YOUR INSTRUCTIONS
Copy every record below exactly.

RECORDS FOR THIS EXERCISE
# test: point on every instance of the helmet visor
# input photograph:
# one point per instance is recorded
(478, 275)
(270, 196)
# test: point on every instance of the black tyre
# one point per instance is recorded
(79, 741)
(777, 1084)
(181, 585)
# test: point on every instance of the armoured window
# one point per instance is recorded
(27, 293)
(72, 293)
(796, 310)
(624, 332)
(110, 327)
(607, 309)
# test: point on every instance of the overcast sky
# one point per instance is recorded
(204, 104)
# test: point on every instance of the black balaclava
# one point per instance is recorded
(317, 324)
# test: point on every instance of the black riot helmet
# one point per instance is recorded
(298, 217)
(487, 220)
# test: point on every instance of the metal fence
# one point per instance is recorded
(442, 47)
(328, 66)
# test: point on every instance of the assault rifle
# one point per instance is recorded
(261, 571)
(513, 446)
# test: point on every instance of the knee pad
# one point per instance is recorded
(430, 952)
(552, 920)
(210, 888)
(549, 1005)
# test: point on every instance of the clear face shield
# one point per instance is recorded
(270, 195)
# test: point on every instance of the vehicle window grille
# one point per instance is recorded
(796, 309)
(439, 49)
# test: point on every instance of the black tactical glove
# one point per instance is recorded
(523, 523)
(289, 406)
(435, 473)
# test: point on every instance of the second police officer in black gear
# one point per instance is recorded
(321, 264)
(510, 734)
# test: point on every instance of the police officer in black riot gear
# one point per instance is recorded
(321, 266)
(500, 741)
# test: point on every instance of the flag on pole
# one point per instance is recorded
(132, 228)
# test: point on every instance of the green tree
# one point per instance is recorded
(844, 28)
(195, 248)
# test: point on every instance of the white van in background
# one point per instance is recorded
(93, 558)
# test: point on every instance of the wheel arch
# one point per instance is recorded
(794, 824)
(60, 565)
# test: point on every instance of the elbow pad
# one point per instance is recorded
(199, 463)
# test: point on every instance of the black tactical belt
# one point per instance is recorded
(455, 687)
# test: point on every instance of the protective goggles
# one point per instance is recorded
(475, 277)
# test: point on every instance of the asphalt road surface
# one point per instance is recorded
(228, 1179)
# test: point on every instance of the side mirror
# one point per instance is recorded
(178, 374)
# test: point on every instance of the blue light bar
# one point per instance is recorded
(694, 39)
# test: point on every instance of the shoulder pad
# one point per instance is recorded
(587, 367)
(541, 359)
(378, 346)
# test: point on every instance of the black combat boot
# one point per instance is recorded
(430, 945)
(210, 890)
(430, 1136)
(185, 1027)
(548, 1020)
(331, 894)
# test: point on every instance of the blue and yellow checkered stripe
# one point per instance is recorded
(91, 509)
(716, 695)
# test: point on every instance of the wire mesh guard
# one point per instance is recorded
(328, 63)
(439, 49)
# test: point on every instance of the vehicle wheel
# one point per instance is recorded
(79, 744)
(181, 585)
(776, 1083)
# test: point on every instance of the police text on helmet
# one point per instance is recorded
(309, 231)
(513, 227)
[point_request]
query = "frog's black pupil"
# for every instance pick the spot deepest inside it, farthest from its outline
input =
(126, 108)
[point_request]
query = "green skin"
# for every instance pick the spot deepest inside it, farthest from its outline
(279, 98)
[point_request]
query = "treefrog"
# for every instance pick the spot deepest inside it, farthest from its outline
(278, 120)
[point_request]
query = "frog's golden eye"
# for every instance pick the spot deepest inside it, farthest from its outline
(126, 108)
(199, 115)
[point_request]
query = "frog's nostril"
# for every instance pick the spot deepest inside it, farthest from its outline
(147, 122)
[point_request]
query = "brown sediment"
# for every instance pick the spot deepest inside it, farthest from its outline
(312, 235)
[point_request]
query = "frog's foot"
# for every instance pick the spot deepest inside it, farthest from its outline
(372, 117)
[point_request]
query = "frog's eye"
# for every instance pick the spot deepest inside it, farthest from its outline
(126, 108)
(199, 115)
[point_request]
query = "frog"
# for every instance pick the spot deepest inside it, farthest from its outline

FINISHED ANSWER
# test: point on every instance of the helmet visor
# input photograph:
# one point per instance is recorded
(478, 275)
(270, 196)
# test: point on every instance of the black tyre
# one point per instance is recorded
(79, 741)
(777, 1084)
(181, 585)
# test: point on every instance of the armoured window
# one point per instance is recorded
(27, 293)
(72, 293)
(796, 310)
(624, 332)
(110, 327)
(607, 309)
# test: point on every instance of the overcast sky
# one point per instance is recorded
(204, 104)
# test: point on every instance of the black balaclava
# one point per instance is recorded
(317, 324)
# test: point on every instance of the black riot helmet
# one point per instance is recorded
(298, 217)
(487, 220)
# test: point on every instance of the metal fence
# one point per instance is recorded
(442, 47)
(328, 66)
# test: point on every instance of the assault rifle
# one point per instance is recorded
(261, 571)
(513, 446)
# test: point on every instance of the knee pad
# one point per instance is recorded
(430, 952)
(552, 920)
(210, 888)
(549, 1005)
# test: point on every instance of the clear face shield
# one point per instance is recorded
(270, 195)
# test: point on every instance of the vehicle window grille
# one point per instance is recorded
(796, 309)
(439, 49)
# test: point on every instance of the black tactical glove
# one point per instance is recorded
(523, 523)
(289, 406)
(435, 473)
# test: point on every instance of the second police officer in black gear
# one point per instance is recorded
(321, 264)
(510, 734)
# test: point on every instance of the police officer in black riot gear
# one point per instance is recorded
(321, 266)
(500, 741)
# test: point on every instance of the flag on pole
# one point per instance is recorded
(132, 228)
# test: point on every instance of the green tree
# one point per instance is recorded
(844, 28)
(195, 248)
# test: point on every instance of the white van in background
# one point per instance is recorded
(93, 558)
# test: point on every instance of the wheel arch
# one point per instance is recorded
(794, 824)
(60, 565)
# test: point on every instance of the elbow pad
# one point per instance is recorded
(199, 463)
# test: point on every instance of the black tactical belt
# one point per instance is recorded
(455, 687)
# test: point on every instance of the protective goggles
# one point per instance is recorded
(475, 277)
# test: point on every instance of the asphalt road surface
# one point per instance is recorded
(228, 1179)
# test: point on every instance of the side mirror
# one point per instance is recorded
(178, 374)
# test: point on every instance of the blue light bar
# one point per instance is recorded
(694, 39)
# test: point on every instance of the shoulder pad
# one point per instance is recorded
(587, 367)
(541, 359)
(378, 346)
# test: point on every instance of the black combat boot
# one point per instance is recorded
(430, 945)
(210, 890)
(430, 1136)
(185, 1027)
(548, 1020)
(331, 894)
# test: point on every instance of the blue and yellow checkered stripe
# one point per instance is recorded
(91, 509)
(716, 695)
# test: point on every instance of the wire mesh guard
# one point per instance is recorded
(328, 63)
(439, 49)
# test: point on every instance of the vehicle wheel
# one point per instance is recorded
(79, 744)
(181, 585)
(776, 1083)
# test: point on every instance of the police text on helmet
# one point per instance is recorded
(309, 231)
(513, 227)
[point_request]
query = "frog's black pupil"
# for every instance pick the spot deepest inside it, farthest from its outline
input =
(126, 108)
[point_request]
query = "green skin"
# for every instance pick the spot deepest inside it, farthest from its outline
(279, 98)
[point_request]
query = "treefrog"
# for every instance pick the spot deepest inside it, farthest from its outline
(278, 120)
[point_request]
query = "frog's golden eye"
# for every instance pick the spot deepest inside it, farthest from its outline
(126, 108)
(199, 115)
[point_request]
query = "frog's nostril"
# for every instance pick the spot deepest inside it, farthest from its outline
(147, 122)
[point_request]
query = "brown sediment"
# for every instance pick the spot deepest inside it, farthest from its outline
(312, 235)
[point_request]
query = "frog's foot"
# for every instance pick the spot deepest inside it, farthest from its outline
(372, 117)
[point_request]
query = "frog's eye"
# for every instance pick the spot deepest inside it, farthest from its outline
(126, 108)
(199, 115)
[point_request]
query = "frog"
# for every instance pick the spot deepest inside it, farthest from its outline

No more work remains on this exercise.